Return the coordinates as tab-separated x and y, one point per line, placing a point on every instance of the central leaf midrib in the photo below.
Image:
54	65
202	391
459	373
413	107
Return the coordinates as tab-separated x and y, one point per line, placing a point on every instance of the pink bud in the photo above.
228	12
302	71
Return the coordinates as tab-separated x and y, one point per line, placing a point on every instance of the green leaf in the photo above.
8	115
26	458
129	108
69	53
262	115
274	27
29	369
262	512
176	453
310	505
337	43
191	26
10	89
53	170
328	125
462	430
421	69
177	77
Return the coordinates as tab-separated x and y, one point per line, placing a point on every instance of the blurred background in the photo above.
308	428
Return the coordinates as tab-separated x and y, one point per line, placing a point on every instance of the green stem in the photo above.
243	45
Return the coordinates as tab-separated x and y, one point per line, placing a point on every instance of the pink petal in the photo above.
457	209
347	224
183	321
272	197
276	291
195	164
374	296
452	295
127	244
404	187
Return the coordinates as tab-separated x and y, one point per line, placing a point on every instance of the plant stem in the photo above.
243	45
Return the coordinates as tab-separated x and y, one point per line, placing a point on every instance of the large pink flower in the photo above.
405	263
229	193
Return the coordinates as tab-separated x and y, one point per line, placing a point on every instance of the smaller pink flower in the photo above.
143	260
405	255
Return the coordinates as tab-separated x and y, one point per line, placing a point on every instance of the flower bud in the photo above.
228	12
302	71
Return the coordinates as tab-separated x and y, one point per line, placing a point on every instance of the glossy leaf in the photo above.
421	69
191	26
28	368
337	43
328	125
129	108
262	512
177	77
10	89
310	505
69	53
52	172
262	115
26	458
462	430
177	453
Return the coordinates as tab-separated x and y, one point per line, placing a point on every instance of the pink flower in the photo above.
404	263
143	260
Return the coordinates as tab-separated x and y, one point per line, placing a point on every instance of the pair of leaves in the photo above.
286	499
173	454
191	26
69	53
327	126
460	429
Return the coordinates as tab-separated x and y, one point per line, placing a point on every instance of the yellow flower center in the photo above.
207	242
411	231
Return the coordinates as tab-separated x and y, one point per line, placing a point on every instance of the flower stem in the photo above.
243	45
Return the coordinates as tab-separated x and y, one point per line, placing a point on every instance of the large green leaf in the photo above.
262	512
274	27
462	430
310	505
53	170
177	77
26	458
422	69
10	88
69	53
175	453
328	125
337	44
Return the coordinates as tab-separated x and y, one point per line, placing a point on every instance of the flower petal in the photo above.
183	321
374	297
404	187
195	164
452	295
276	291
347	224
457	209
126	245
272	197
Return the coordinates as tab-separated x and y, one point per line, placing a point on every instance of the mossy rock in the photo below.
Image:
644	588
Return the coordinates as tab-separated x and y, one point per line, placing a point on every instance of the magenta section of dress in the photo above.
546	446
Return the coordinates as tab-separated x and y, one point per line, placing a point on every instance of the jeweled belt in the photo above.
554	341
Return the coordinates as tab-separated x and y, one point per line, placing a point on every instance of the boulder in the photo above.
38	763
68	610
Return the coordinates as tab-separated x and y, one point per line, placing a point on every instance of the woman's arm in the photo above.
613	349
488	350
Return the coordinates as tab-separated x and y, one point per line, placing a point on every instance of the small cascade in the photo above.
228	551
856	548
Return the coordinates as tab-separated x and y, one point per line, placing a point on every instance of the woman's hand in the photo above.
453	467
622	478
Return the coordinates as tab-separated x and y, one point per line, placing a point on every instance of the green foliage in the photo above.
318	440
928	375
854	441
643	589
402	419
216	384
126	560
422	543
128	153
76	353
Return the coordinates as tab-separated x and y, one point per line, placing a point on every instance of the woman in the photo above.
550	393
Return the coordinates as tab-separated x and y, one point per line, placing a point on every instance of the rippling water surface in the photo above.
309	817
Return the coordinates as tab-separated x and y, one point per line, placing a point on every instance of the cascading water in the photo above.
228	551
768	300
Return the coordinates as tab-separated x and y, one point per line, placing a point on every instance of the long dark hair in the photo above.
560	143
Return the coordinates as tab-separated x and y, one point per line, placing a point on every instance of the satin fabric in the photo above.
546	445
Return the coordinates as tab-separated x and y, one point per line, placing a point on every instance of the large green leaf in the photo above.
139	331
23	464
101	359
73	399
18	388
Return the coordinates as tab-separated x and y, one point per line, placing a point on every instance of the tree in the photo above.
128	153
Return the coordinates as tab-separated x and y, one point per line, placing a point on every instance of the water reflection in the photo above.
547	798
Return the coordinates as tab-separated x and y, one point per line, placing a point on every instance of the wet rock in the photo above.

- _Assigned task_: Note every line of the records that holds the word "below", and copy it.

- _Answer area_:
Return the coordinates as tab-separated x and y, one point per line, placing a point on every instance of the central leaf midrib in the photo below.
Return the coordinates as tab-separated x and y, one point per line, placing a point on every instance of the mossy rock in the photo below.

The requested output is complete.